> _EXERCISE_
Type the records out again in full, exactly.

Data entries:
┌────────

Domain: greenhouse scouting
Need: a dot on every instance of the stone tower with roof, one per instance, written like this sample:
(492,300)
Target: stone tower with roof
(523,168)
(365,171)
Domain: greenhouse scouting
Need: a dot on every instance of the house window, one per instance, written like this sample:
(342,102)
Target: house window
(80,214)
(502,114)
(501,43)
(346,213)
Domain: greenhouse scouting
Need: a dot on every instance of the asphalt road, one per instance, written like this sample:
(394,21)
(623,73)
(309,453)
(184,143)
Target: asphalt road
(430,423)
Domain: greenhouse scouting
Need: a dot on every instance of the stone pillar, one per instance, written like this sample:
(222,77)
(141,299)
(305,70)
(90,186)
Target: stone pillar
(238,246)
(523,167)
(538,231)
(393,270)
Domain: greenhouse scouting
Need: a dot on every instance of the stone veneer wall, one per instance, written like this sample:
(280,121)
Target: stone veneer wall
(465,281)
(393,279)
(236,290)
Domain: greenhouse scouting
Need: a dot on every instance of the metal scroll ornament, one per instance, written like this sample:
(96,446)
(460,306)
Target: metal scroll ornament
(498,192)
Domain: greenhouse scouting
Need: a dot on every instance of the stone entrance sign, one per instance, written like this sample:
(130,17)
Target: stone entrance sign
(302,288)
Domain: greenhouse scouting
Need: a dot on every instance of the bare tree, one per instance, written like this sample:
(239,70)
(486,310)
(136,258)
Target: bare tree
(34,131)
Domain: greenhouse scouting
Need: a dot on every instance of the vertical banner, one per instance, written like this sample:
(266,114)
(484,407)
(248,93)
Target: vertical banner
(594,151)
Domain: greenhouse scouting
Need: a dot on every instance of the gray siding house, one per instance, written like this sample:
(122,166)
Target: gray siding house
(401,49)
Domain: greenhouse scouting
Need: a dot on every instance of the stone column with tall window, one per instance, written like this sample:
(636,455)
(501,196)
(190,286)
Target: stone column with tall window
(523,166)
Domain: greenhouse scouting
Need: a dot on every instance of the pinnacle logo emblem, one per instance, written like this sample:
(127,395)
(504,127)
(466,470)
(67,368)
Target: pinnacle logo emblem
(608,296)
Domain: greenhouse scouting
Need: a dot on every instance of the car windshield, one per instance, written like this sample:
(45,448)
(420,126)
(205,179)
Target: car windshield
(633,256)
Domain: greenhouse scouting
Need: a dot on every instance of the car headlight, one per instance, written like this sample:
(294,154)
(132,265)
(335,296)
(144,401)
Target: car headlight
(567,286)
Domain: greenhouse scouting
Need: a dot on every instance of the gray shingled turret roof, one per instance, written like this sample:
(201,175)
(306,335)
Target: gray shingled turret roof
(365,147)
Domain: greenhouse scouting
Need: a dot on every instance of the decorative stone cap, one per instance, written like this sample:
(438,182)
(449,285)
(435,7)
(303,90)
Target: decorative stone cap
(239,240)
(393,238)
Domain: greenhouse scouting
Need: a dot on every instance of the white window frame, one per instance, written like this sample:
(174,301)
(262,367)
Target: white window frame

└────────

> _REPLY_
Domain: greenhouse scouting
Need: a dot on every instance of the stone tower with roof, one per instance, written like this sample:
(492,300)
Target: stone tower with roof
(523,168)
(365,171)
Domain: greenhouse scouting
Need: a dot on every instance of the house window, one per instance, written like this sample:
(342,102)
Target: house window
(80,214)
(502,114)
(501,43)
(346,213)
Domain: greenhouse scouting
Need: a dot on every instance of the asphalt road, one per instance, written like this sample:
(394,21)
(623,73)
(309,453)
(184,143)
Target: asphalt road
(430,423)
Domain: greenhouse scouting
Need: a dot on every instance of the stone pillar, one per instance, written like this sample:
(222,77)
(141,299)
(305,70)
(90,186)
Target: stone pillar
(238,246)
(523,167)
(538,231)
(393,270)
Domain: greenhouse scouting
Need: a dot on every instance of the stone veneer wall, one per instance, written like this sample:
(280,121)
Target: stone veneer wall
(465,281)
(393,279)
(236,290)
Domain: greenhouse scouting
Need: a dot on every instance of the metal scroll ornament, one per instance, written like this sample:
(96,446)
(460,306)
Target: metal scroll ornament
(498,192)
Domain: greenhouse scouting
Need: a dot on every instance of the stone entrance sign, one per instance, written like this sample:
(130,17)
Target: stone entrance sign
(302,288)
Domain: greenhouse scouting
Need: a dot on every instance of the bare tree, one per instance, written like this sample:
(239,70)
(486,310)
(136,258)
Target: bare tree
(34,131)
Domain: greenhouse scouting
Need: a dot on every instance of the vertical banner, one per instance, written like this sample:
(266,114)
(484,407)
(248,93)
Target: vertical banner
(594,151)
Domain: greenhouse scouting
Need: a dot on every instance of the gray siding house, one per instance, written like this sample:
(122,166)
Target: gray siding house
(401,49)
Domain: greenhouse scouting
Need: a dot on every instance of the stone column with tall window, one per instance, written like this sample:
(636,455)
(501,196)
(190,286)
Target: stone column with tall window
(523,166)
Domain: greenhouse scouting
Need: a dot on every instance of the pinnacle logo emblem, one per instance, written like this sample:
(127,395)
(504,127)
(466,470)
(67,368)
Target: pinnacle logo emblem
(608,296)
Domain: greenhouse scouting
Need: a dot on every instance of the car windshield, one per instance, written like this sample:
(45,448)
(420,126)
(205,179)
Target: car windshield
(633,256)
Domain: greenhouse scouting
Need: a dot on every instance of the car headlight, one per instance, written like this sample:
(294,154)
(132,265)
(335,296)
(144,401)
Target: car headlight
(567,286)
Domain: greenhouse scouting
Need: a dot on every instance of the gray shingled turret roof, one per instance, written like this sample:
(201,175)
(306,335)
Target: gray shingled turret roof
(365,147)
Domain: greenhouse scouting
Need: a dot on every instance of the decorative stone cap, one per instance, written like this sample:
(438,182)
(449,285)
(435,7)
(303,90)
Target: decorative stone cap
(239,240)
(393,238)
Domain: greenhouse scouting
Need: a dot on every instance of the white window frame, one per instance, written like this sample:
(174,301)
(262,367)
Target: white window frame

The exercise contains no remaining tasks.